- What is needed
Your answer should hold exactly the lines from the one containing "the dark suit" through the end of the material, and no others.

- Information shown
·····

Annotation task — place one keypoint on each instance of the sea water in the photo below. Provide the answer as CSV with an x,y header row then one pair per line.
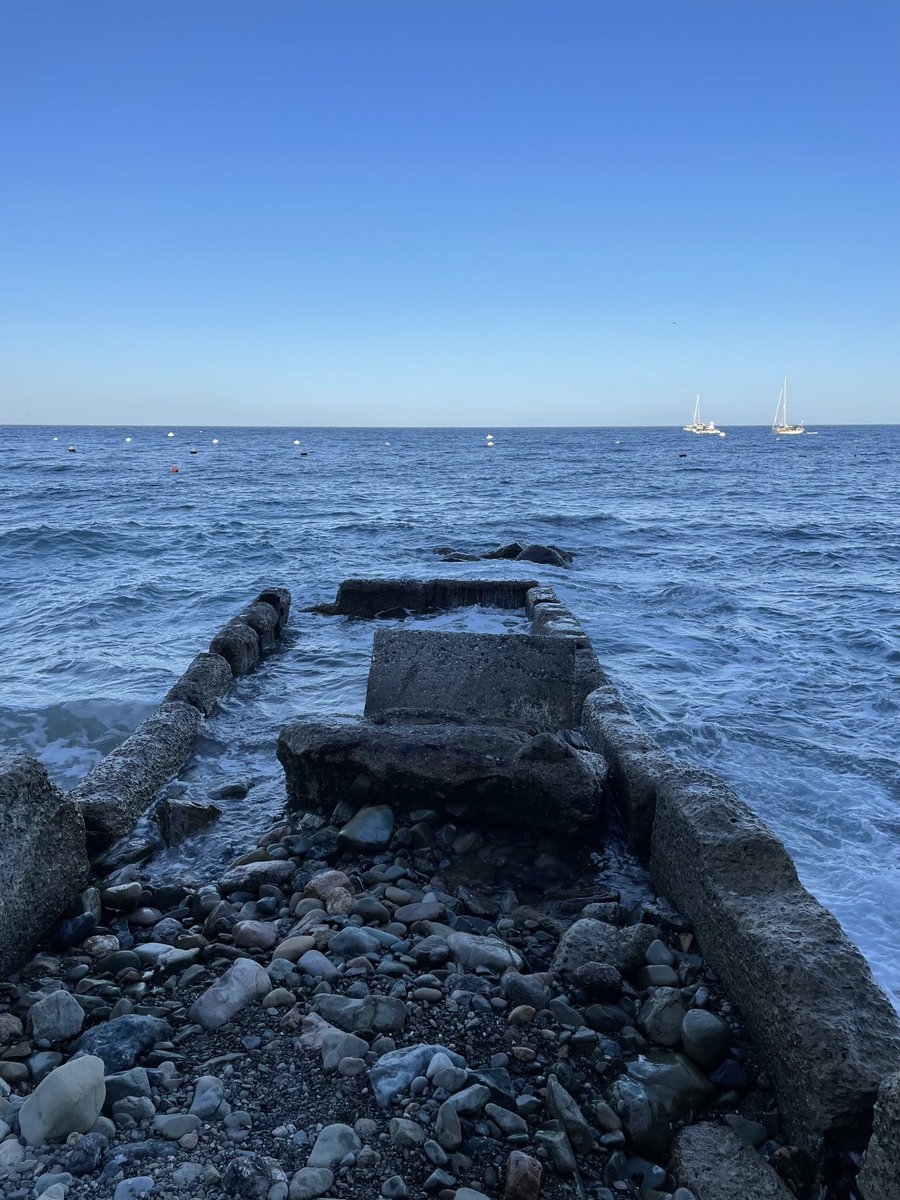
x,y
742,592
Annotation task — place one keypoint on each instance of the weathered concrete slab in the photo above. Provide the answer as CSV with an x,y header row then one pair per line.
x,y
495,773
114,793
637,763
827,1032
43,862
484,678
880,1175
371,598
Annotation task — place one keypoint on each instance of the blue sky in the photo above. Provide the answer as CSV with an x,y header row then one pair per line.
x,y
448,211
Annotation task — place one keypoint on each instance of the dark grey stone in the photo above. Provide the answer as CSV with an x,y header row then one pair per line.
x,y
239,645
492,772
119,1042
717,1165
515,679
827,1032
43,861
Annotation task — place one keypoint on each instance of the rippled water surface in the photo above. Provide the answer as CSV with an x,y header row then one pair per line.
x,y
742,592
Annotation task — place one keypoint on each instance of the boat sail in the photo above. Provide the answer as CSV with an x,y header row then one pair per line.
x,y
697,426
780,425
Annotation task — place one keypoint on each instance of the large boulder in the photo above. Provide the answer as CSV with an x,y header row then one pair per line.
x,y
43,861
714,1164
115,792
67,1101
514,679
827,1032
880,1175
493,773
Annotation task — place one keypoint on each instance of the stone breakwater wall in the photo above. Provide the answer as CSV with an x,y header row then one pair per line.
x,y
47,838
825,1030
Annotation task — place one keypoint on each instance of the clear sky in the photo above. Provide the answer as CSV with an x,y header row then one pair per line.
x,y
448,211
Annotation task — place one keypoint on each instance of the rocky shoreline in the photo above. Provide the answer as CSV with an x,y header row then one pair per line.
x,y
341,1015
450,971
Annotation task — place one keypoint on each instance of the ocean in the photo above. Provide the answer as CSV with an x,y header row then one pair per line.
x,y
742,592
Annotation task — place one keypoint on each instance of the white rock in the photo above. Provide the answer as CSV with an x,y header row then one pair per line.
x,y
241,983
66,1101
57,1017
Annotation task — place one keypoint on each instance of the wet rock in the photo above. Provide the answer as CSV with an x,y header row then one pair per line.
x,y
717,1165
207,679
240,984
393,1074
119,1042
549,556
564,1109
85,1156
594,941
705,1037
552,1139
43,861
661,1017
523,1177
643,1117
369,831
333,1144
475,951
179,820
67,1101
55,1018
880,1175
252,1177
675,1080
311,1182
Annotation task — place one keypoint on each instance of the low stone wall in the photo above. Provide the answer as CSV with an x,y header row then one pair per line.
x,y
115,792
827,1032
43,859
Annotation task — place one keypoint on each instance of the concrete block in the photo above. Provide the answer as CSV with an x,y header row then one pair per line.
x,y
827,1032
483,678
43,861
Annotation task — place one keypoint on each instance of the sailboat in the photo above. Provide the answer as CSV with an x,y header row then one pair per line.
x,y
780,425
697,426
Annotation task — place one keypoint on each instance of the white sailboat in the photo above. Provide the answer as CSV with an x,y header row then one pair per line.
x,y
780,425
697,426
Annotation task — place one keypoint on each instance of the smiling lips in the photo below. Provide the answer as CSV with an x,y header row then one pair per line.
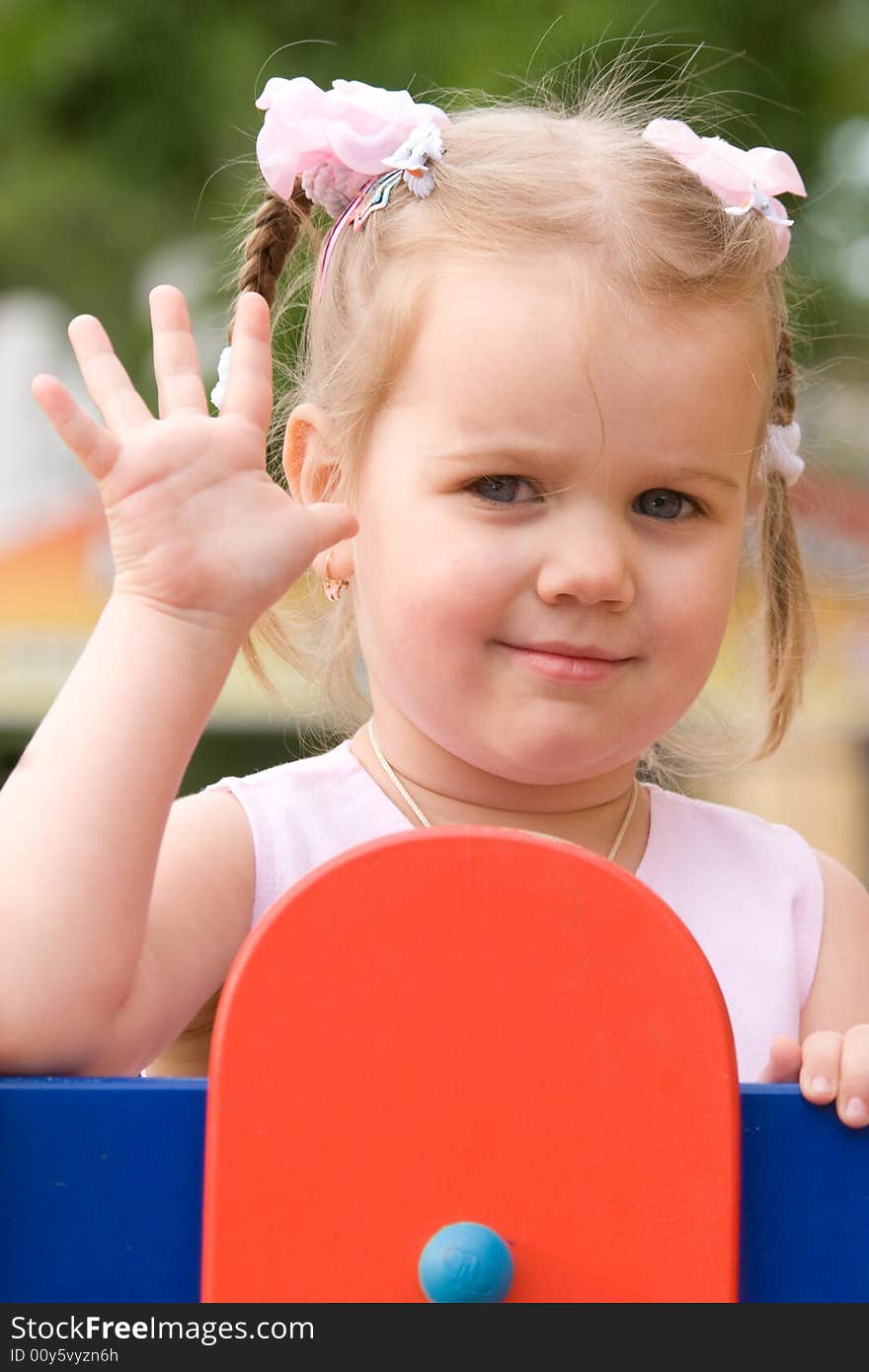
x,y
563,649
567,661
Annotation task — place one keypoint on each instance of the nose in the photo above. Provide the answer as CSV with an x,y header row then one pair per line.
x,y
588,559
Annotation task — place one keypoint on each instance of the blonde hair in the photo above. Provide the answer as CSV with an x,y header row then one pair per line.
x,y
524,178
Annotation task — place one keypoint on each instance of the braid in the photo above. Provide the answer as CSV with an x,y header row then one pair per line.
x,y
270,243
790,627
784,402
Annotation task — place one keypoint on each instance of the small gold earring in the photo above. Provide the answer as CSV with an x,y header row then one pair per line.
x,y
331,586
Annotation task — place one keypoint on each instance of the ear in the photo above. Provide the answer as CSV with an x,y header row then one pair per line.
x,y
310,461
312,467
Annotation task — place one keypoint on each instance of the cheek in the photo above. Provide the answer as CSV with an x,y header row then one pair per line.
x,y
690,607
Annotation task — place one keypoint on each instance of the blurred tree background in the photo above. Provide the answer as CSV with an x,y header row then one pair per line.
x,y
133,123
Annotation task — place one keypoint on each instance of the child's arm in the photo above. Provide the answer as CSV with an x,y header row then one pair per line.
x,y
81,822
830,1059
103,949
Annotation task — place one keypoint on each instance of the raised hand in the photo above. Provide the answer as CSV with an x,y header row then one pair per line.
x,y
828,1066
197,526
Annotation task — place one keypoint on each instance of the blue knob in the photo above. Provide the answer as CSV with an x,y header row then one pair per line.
x,y
465,1262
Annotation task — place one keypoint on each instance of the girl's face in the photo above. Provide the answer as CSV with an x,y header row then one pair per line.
x,y
496,512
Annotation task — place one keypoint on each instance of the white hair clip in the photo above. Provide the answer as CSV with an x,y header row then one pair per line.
x,y
222,376
780,453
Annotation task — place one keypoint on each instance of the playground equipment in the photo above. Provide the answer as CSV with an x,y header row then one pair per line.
x,y
449,1027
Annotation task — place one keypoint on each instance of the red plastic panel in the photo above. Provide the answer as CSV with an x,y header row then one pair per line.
x,y
471,1024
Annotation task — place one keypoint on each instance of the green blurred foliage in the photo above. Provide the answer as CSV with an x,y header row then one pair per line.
x,y
133,123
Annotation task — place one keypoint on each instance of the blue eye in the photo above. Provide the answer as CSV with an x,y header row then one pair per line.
x,y
665,506
503,488
669,499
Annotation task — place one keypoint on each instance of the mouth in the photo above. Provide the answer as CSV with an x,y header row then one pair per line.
x,y
567,665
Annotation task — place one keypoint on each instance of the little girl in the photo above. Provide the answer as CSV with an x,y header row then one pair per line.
x,y
545,382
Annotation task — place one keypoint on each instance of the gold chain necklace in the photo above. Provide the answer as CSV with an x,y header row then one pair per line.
x,y
428,822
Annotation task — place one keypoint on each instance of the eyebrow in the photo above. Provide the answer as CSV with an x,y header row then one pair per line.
x,y
541,454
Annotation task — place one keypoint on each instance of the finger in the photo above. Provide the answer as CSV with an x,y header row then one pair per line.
x,y
853,1102
176,359
784,1059
333,523
109,386
92,445
819,1079
249,389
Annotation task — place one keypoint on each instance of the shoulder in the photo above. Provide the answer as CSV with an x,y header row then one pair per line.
x,y
839,995
298,777
725,829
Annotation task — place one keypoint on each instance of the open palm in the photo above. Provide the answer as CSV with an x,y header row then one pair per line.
x,y
197,524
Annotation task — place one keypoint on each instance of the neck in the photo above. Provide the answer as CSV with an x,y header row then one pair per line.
x,y
450,791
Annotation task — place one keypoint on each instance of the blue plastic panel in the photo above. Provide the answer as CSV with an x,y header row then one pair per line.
x,y
101,1193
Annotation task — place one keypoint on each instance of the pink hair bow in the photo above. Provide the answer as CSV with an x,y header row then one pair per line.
x,y
745,180
335,140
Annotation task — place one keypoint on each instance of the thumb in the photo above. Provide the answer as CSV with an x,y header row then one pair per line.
x,y
333,523
784,1062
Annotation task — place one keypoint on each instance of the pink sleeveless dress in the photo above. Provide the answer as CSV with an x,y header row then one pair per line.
x,y
751,892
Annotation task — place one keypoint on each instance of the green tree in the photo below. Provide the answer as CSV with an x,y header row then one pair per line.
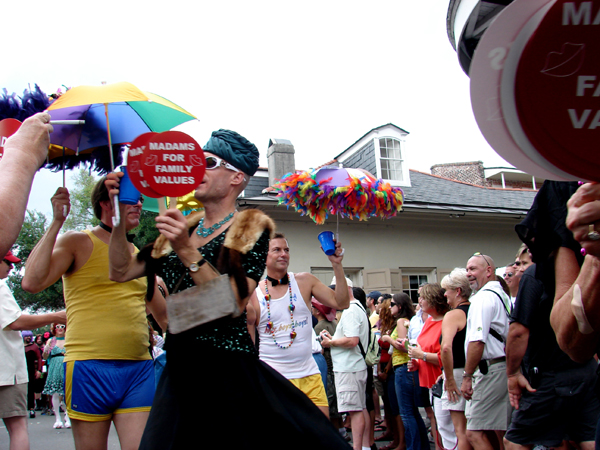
x,y
51,298
82,213
146,231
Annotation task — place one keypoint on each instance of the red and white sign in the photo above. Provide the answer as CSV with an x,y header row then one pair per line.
x,y
557,88
8,127
173,164
486,75
135,164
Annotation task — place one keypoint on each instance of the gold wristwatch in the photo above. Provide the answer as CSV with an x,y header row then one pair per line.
x,y
195,267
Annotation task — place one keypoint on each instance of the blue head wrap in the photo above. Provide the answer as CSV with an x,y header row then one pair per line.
x,y
235,149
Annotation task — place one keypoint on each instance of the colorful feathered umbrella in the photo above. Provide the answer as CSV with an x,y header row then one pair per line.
x,y
352,193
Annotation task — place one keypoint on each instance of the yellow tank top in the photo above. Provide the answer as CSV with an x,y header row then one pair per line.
x,y
398,357
105,320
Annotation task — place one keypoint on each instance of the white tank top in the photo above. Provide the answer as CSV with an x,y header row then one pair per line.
x,y
295,361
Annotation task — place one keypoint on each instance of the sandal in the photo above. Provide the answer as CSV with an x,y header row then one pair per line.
x,y
384,437
390,446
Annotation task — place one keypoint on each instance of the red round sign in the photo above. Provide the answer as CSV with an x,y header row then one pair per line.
x,y
486,78
8,127
135,164
174,165
557,86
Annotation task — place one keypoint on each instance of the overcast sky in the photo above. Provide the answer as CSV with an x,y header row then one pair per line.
x,y
318,73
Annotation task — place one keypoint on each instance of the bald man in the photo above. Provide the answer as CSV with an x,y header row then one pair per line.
x,y
484,378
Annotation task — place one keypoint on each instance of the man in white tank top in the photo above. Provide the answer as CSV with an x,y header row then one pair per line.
x,y
283,319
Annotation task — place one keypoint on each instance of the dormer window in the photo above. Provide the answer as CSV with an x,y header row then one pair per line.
x,y
390,157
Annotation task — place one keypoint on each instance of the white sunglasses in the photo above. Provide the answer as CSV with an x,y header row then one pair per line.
x,y
212,162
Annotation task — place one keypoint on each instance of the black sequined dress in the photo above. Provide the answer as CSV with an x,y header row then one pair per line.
x,y
216,393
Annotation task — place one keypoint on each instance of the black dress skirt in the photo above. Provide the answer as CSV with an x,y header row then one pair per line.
x,y
214,391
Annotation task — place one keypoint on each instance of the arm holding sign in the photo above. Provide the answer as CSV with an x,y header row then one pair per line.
x,y
574,316
24,153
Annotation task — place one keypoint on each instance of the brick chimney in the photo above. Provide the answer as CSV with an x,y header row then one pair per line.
x,y
280,157
467,172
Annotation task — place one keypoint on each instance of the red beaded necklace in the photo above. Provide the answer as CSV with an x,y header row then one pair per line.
x,y
270,326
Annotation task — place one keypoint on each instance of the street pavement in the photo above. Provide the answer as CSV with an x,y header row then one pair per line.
x,y
43,437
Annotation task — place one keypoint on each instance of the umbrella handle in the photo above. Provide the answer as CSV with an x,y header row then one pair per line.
x,y
117,217
162,208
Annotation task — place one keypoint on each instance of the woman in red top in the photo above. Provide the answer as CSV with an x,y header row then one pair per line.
x,y
388,318
426,356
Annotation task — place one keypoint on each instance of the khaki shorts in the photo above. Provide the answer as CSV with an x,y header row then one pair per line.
x,y
351,390
461,403
312,386
489,408
13,400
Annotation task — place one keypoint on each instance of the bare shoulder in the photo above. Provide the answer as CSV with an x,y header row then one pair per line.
x,y
78,245
73,237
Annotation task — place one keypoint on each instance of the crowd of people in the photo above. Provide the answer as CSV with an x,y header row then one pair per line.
x,y
489,361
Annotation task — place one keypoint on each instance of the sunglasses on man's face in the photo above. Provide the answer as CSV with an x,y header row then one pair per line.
x,y
484,258
212,162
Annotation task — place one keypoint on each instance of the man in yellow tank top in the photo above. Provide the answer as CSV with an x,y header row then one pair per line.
x,y
109,371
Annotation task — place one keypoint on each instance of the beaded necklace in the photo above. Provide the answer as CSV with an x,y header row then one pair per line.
x,y
270,326
205,232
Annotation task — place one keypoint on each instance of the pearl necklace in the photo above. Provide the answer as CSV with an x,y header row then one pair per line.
x,y
205,232
270,326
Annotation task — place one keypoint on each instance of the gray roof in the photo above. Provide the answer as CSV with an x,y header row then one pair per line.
x,y
429,189
437,193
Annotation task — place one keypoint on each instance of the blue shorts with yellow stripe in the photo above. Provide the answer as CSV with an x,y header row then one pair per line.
x,y
96,389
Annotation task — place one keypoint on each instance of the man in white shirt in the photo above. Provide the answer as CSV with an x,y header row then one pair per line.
x,y
13,370
281,303
349,367
484,379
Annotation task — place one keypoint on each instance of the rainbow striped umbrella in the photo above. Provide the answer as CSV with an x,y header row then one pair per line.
x,y
114,114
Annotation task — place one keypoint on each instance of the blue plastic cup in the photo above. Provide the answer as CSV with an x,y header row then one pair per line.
x,y
327,243
128,194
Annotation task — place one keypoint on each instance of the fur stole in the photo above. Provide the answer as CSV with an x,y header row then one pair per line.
x,y
240,238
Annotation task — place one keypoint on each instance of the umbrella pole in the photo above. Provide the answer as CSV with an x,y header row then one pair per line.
x,y
162,208
117,217
64,183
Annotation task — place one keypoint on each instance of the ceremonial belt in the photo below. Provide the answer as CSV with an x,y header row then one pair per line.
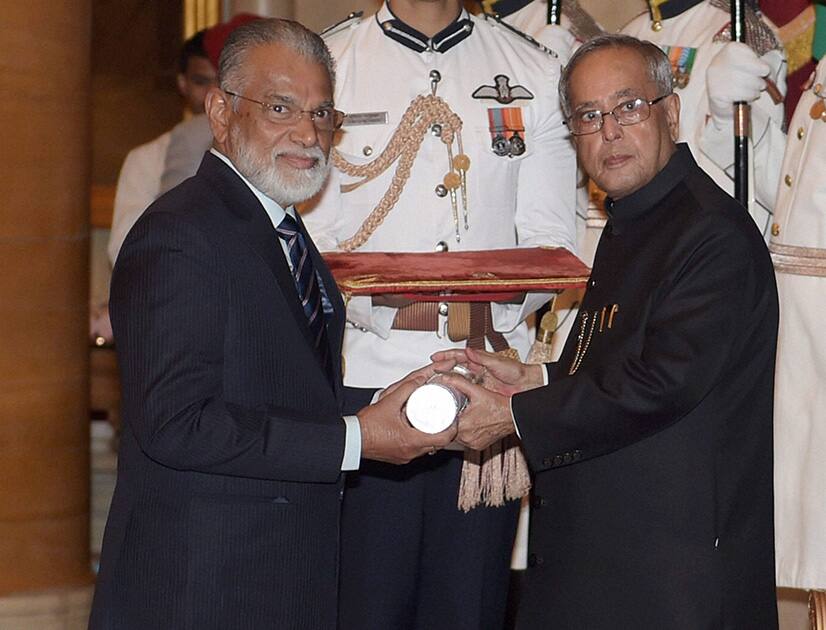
x,y
799,261
471,321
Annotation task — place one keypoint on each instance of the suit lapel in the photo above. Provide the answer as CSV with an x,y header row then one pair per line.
x,y
335,323
256,228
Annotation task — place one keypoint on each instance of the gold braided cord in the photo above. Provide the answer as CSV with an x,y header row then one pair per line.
x,y
424,111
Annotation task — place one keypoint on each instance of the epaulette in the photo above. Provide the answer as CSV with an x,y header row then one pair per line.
x,y
759,35
354,16
498,21
583,26
503,8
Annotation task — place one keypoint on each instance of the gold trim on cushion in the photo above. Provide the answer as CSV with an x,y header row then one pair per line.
x,y
817,609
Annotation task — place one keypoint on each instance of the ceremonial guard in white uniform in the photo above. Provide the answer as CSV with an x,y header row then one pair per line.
x,y
798,247
711,73
451,142
575,27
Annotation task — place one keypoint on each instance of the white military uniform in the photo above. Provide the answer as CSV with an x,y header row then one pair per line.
x,y
139,184
693,31
798,247
410,558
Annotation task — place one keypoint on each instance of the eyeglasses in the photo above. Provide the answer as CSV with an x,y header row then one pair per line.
x,y
626,113
323,118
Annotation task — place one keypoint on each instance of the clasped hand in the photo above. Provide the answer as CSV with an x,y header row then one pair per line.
x,y
487,416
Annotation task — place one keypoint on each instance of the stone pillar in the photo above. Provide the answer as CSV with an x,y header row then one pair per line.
x,y
44,353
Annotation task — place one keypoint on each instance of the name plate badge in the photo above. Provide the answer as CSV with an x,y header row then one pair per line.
x,y
366,118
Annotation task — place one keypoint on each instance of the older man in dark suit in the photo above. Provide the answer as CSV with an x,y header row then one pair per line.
x,y
651,440
229,329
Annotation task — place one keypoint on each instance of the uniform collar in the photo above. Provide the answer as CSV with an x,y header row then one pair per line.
x,y
504,8
408,36
623,212
669,8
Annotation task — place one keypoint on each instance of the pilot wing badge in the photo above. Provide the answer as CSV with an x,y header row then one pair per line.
x,y
501,91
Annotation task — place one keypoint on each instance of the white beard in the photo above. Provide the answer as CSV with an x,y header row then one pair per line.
x,y
285,185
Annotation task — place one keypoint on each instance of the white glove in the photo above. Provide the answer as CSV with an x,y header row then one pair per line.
x,y
558,39
736,74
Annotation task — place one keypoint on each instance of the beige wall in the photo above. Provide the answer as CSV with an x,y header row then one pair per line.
x,y
319,14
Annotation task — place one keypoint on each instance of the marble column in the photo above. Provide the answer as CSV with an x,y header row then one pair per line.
x,y
44,244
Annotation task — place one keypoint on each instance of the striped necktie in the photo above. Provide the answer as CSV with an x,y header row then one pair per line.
x,y
306,282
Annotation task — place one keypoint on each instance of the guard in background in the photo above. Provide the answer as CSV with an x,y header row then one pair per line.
x,y
531,17
711,74
453,140
798,247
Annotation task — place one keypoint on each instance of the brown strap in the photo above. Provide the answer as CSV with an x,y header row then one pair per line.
x,y
481,328
423,316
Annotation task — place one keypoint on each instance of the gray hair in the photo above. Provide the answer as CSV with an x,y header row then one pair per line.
x,y
658,65
264,32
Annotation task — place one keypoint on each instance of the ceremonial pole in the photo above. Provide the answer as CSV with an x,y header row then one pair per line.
x,y
554,11
742,115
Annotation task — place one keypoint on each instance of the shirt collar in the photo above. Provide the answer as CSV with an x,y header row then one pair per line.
x,y
670,8
623,212
272,208
408,36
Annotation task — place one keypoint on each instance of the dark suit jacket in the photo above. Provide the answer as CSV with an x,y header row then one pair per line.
x,y
226,511
653,459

·····

- Solution for this task
Annotation task — place one keypoint on each instance of the dark suit jacket in the photo above. Provide the answer as CSV with an x,y header row then one pair per line.
x,y
226,511
653,459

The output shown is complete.